### [Exercício 1]
De acordo com o texto sobre o Amazonas, em que ano a borracha de plantio racional dos domínios asiáticos da Inglaterra entrou no mercado?
### [Exercício 2]
Reescreva a parte do texto sobre o Amazonas que abre com as palavras que contêm "Não podemos mistificar" e fecha com "pelo Teatro Amazonas.", substituindo "imbatíveis" por "invencíveis".

### [Trecho fornecido]
______
14 de novembro de 2024

Amazonas, o que seria de ti?

Imaginar cenários é uma forma de identificar o que não mais queremos e, além disso, clarear a paisagem socioecônomica, ambiental e bonita que queremos ver construída. Tempo, oportunidade e recursos que desapareceram e deixamos escapar. O que poderíamos ter feito com tantas oportunidades e facilidades que o destino nos legou?  É deprimente defrontar-nos com tesouros dilapidados à nossa frente. A economia da borracha e da Zona Franca de Manaus são apenas dois exemplos. Como seria esta terra se a riqueza aqui gerada fosse usada com gestão competente e comprometida com as necessidades dos cidadãos?

Homens dignos e fardados 

Vamos avaliar os acertos e desacertos da ZFM, o mais acertado programa de desenvolvimento regional criado e implantado por homens dignos e fardados. Não é à toa que as Forças Armadas são a Instituição mais respeitada pela população deste mundo amazônico sem fim.  Pois bem… a partir dos anos 90, quando os militares voltaram aos quartéis, nossa economia crescia, em média, 15% ao ano, a superar, comparativamente, a geração de riqueza do Ciclo Áureo da borracha. Batemos todos os recordes de arrecadação. E o que fizemos com tanto recurso? Do ponto de vista urbano, humano e sócioeconômico, passados 53 anos, praticamente nada de relevante aconteceu. Vimos uma elite reduzida e insaciável desfrutar, de modo obscuro e impune, o esplendor dessa herança que a História nos propiciou. Os IDHs lastimáveis de nossa terra dizem tudo.  

Já fomos a Paris dos Trópicos 

Ao olhar o passado, identificamos uma paisagem de muita riqueza. Até o início do século XX, em nossa região, girava um orçamento em torno de 20 milhões de libras esterlinas. Numa estimativa proporcional de atualização monetária, isso representava menos que a arrecadação de R$ 11 bilhões, recolhida apenas pelo Amazonas em três anos. Em 1912, quando entrou no mercado a borracha produzida por plantio racional e extensivo, nos domínios asiáticos da Inglaterra, fomos à  bancarrota.  Quem saísse de carruagem pelas ruas de Manaus, até então, entenderia por que a Cidade Sorriso, como foi chamada mais tarde, era conhecida e tratada como a Paris dos Trópicos.

Deixamos a oportunidade ir 

Não podemos mistificar esse período, porque há registro de um deplorável padrão de saneamento. Mas podemos responsabilizar os gestores de então, que não atentaram para a necessidade de construir uma estrutura local e regional de beneficiamento e industrialização da borracha. Dos cofres públicos, por mais de uma década, saíram os recursos para sustento da vida parlamentar, ou seja, do Congresso Nacional do Brasil. Fomos escalados para sufocar Antônio Conselheiro na Batalha de Canudos. As forças militares do Amazonas, em função da riqueza, eram imbatíveis. Devemos a um militar, negro e maranhense, chamado Eduardo Gonçalves Ribeiro, a herança arquitetônica sintetizada pelo Teatro Amazonas.
______
### [Dados listados]
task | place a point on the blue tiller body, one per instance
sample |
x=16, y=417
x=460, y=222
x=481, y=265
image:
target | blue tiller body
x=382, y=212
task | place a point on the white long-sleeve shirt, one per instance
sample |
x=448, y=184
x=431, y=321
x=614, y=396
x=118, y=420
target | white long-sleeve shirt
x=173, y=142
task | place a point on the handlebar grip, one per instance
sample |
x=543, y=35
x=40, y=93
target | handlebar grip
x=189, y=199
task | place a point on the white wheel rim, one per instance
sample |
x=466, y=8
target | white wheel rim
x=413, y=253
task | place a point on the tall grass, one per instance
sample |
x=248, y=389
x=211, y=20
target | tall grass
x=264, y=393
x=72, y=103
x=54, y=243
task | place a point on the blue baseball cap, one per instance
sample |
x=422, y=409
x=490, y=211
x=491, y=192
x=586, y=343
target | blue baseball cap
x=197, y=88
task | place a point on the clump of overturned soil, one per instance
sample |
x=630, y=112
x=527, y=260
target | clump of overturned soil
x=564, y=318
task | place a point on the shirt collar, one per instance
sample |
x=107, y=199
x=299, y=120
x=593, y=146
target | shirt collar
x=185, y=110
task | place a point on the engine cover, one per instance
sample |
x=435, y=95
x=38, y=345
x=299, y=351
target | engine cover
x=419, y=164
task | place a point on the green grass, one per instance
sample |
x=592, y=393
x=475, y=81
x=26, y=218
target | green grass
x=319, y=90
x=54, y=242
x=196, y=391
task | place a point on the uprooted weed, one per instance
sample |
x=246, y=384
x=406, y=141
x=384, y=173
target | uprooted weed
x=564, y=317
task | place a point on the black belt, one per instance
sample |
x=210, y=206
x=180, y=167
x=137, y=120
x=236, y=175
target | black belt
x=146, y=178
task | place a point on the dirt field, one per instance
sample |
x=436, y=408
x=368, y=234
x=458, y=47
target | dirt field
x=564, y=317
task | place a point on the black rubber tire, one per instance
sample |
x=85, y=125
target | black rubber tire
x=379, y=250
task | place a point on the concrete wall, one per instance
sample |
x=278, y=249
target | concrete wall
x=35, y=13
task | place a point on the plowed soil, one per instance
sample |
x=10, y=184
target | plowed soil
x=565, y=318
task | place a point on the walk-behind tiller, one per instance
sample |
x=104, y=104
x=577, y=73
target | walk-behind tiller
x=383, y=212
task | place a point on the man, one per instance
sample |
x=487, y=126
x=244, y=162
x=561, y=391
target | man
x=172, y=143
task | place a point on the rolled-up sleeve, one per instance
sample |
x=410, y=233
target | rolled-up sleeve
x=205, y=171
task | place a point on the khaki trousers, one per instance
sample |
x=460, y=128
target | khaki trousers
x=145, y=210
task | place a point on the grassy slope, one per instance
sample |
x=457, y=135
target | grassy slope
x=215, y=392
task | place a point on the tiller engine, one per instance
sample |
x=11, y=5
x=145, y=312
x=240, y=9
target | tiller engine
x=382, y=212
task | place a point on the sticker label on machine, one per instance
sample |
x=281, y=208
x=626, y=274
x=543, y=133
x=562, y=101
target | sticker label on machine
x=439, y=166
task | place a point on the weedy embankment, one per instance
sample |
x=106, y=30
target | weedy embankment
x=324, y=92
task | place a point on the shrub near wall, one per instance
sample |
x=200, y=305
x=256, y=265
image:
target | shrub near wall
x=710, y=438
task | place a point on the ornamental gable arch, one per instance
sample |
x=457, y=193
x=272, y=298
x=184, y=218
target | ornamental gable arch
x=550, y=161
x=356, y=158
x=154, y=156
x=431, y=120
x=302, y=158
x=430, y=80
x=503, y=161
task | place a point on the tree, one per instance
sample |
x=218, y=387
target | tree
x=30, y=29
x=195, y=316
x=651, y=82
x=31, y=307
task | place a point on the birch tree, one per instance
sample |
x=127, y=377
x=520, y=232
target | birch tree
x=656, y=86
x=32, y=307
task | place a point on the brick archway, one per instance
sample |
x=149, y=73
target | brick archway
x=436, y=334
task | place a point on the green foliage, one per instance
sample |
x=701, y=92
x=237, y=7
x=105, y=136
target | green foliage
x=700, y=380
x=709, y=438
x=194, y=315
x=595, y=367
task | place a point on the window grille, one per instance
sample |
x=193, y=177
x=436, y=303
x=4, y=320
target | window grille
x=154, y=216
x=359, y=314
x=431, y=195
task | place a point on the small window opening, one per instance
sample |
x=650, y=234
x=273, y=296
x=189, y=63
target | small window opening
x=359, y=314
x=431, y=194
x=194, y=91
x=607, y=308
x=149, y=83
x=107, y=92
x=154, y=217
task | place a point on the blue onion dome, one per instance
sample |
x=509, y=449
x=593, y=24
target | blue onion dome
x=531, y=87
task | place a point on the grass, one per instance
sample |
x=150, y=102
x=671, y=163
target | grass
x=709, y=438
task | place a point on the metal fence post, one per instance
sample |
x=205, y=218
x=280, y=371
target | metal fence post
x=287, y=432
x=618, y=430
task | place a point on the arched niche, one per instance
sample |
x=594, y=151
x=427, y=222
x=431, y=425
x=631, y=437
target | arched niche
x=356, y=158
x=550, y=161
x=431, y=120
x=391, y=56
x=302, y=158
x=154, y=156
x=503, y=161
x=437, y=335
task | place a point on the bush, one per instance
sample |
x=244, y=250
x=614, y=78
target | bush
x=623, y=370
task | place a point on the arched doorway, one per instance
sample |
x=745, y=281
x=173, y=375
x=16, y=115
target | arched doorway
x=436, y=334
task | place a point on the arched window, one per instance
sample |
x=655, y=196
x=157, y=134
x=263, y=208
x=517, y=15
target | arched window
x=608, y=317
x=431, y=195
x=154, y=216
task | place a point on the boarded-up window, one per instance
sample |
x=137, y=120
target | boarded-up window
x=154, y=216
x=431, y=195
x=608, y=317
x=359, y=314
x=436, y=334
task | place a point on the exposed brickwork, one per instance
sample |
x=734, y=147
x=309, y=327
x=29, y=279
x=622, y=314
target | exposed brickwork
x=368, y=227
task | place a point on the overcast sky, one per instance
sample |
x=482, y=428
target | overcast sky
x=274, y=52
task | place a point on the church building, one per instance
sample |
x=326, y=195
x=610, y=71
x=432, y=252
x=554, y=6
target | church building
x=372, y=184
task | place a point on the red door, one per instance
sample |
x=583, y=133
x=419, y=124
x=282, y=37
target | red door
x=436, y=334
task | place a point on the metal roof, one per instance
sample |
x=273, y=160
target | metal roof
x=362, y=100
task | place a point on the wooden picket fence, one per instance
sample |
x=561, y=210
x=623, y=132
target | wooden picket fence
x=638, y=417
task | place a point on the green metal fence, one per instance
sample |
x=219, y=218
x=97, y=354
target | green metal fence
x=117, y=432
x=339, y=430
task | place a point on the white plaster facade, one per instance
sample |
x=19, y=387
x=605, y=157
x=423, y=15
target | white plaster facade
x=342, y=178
______
### [Resolução 1]
Em 1912.

### [Resolução 2]
Não podemos mistificar esse período, porque há registro de um deplorável padrão de saneamento. Mas podemos responsabilizar os gestores de então, que não atentaram para a necessidade de construir uma estrutura local e regional de beneficiamento e industrialização da borracha. Dos cofres públicos, por mais de uma década, saíram os recursos para sustento da vida parlamentar, ou seja, do Congresso Nacional do Brasil. Fomos escalados para sufocar Antônio Conselheiro na Batalha de Canudos. As forças militares do Amazonas, em função da riqueza, eram invencíveis. Devemos a um militar, negro e maranhense, chamado Eduardo Gonçalves Ribeiro, a herança arquitetônica sintetizada pelo Teatro Amazonas.